Dataset excerpt
══════════════════════════════

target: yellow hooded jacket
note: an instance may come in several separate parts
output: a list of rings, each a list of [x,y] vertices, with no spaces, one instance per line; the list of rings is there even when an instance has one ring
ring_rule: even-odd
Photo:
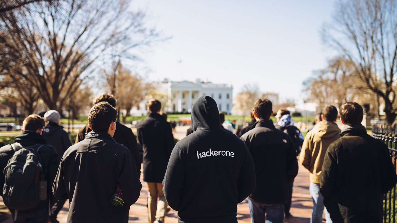
[[[320,183],[324,157],[330,144],[341,137],[341,130],[336,123],[319,122],[304,137],[301,152],[301,163],[310,172],[310,181]]]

══════════════════════════════

- **GOAL OF THE EXERCISE**: Revise the items above, replacing "separate parts" with "disconnected pieces" and leaving all other text unchanged. Omit the pictures from your answer.

- **CORRECT RESULT**:
target: yellow hooded jacket
note: an instance may come in several disconnected pieces
output: a list of rings, each a list of [x,y] vertices, with no spaces, one instance per line; the list of rings is there even when an instance has one ring
ring_rule: even-odd
Photo:
[[[320,183],[324,157],[330,144],[341,137],[341,130],[336,123],[319,122],[304,137],[301,152],[301,163],[310,172],[310,181]]]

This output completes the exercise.